**GOAL OF THE EXERCISE**
Reproduce only the lines from the one containing "Check that every instance of the front" through the one containing "[[775, 1019]]", inclusive, swapping "front tire" for "rear tire" and leaving everything else unchanged.

**EXERCISE INPUTS**
══════

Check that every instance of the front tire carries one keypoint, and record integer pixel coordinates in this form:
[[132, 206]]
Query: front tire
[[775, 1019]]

══════

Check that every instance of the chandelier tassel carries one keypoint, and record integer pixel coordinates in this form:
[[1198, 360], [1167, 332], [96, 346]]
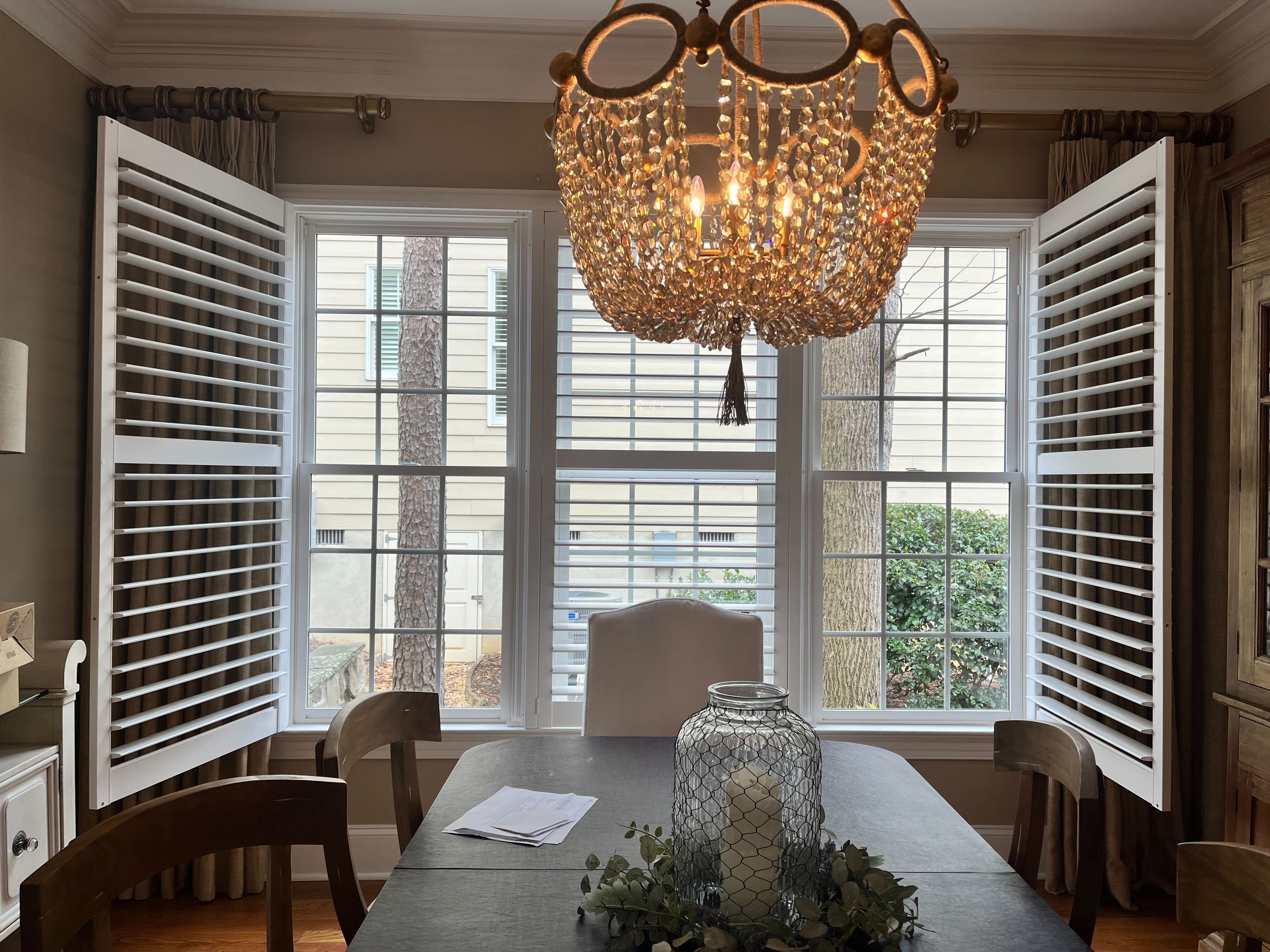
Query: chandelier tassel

══════

**ANSWER BELOW**
Check that every instance of the rear tire carries one keypoint, and record integer pixel coordinates in this form:
[[132, 206]]
Query: rear tire
[[775, 1019]]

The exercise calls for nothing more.